* [GIVEN EXERCISE] Can you set out every line of the records below as a Markdown table, with a column headed No. for the row number and a column headed Line for the line itself, leaving out any blank lines?

* [RECORDS FOR THE TASK]

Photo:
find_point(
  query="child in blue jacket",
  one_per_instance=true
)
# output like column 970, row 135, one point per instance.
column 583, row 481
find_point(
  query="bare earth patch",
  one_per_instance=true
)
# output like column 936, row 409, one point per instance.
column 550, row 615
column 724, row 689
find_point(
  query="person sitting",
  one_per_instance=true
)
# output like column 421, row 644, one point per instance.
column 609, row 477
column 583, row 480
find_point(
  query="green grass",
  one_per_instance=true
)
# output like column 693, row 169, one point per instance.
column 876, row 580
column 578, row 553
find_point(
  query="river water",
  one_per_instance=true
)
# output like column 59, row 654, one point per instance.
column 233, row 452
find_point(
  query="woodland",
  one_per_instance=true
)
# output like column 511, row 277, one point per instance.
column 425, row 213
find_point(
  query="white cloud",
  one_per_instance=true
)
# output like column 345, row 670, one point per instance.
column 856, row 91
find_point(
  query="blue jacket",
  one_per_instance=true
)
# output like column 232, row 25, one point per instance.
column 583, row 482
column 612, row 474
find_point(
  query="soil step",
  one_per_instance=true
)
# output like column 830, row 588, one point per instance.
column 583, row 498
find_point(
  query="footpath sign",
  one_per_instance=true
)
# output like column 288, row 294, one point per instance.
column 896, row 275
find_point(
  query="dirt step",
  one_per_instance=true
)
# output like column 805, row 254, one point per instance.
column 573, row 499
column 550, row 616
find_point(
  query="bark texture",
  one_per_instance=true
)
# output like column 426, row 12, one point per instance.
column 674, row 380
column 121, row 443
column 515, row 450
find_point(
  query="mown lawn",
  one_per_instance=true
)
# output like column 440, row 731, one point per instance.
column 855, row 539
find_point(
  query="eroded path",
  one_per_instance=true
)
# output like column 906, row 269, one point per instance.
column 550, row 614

* [COMPLETE OUTPUT]
| No. | Line |
|---|---|
| 1 | Photo: |
| 2 | find_point( |
| 3 |   query="child in blue jacket", |
| 4 |   one_per_instance=true |
| 5 | ) |
| 6 | # output like column 970, row 135, one point per instance. |
| 7 | column 583, row 481 |
| 8 | find_point( |
| 9 |   query="bare earth patch", |
| 10 |   one_per_instance=true |
| 11 | ) |
| 12 | # output like column 936, row 409, one point per instance. |
| 13 | column 550, row 615 |
| 14 | column 724, row 689 |
| 15 | find_point( |
| 16 |   query="person sitting", |
| 17 |   one_per_instance=true |
| 18 | ) |
| 19 | # output like column 421, row 644, one point per instance. |
| 20 | column 609, row 477 |
| 21 | column 583, row 480 |
| 22 | find_point( |
| 23 |   query="green grass", |
| 24 |   one_per_instance=true |
| 25 | ) |
| 26 | # output like column 693, row 169, one point per instance. |
| 27 | column 876, row 580 |
| 28 | column 578, row 553 |
| 29 | find_point( |
| 30 |   query="river water", |
| 31 |   one_per_instance=true |
| 32 | ) |
| 33 | # output like column 59, row 654, one point per instance. |
| 34 | column 233, row 452 |
| 35 | find_point( |
| 36 |   query="woodland", |
| 37 |   one_per_instance=true |
| 38 | ) |
| 39 | # output like column 511, row 277, one point per instance. |
| 40 | column 425, row 213 |
| 41 | find_point( |
| 42 |   query="white cloud", |
| 43 |   one_per_instance=true |
| 44 | ) |
| 45 | # output like column 345, row 670, one point per instance. |
| 46 | column 856, row 91 |
| 47 | find_point( |
| 48 |   query="blue jacket", |
| 49 |   one_per_instance=true |
| 50 | ) |
| 51 | # output like column 232, row 25, one point per instance. |
| 52 | column 583, row 482 |
| 53 | column 612, row 474 |
| 54 | find_point( |
| 55 |   query="soil step", |
| 56 |   one_per_instance=true |
| 57 | ) |
| 58 | # output like column 830, row 588, one point per instance. |
| 59 | column 583, row 498 |
| 60 | find_point( |
| 61 |   query="footpath sign", |
| 62 |   one_per_instance=true |
| 63 | ) |
| 64 | # output like column 288, row 294, one point per instance. |
| 65 | column 896, row 275 |
| 66 | find_point( |
| 67 |   query="dirt step", |
| 68 |   one_per_instance=true |
| 69 | ) |
| 70 | # output like column 805, row 254, one point per instance. |
| 71 | column 573, row 499 |
| 72 | column 550, row 616 |
| 73 | find_point( |
| 74 |   query="bark texture", |
| 75 |   one_per_instance=true |
| 76 | ) |
| 77 | # output like column 426, row 12, one point per instance. |
| 78 | column 674, row 380 |
| 79 | column 121, row 443 |
| 80 | column 515, row 450 |
| 81 | find_point( |
| 82 |   query="mown lawn", |
| 83 |   one_per_instance=true |
| 84 | ) |
| 85 | # output like column 440, row 731, one point per instance. |
| 86 | column 855, row 539 |
| 87 | find_point( |
| 88 |   query="eroded path", |
| 89 |   one_per_instance=true |
| 90 | ) |
| 91 | # output like column 906, row 269, one point per instance. |
| 92 | column 550, row 614 |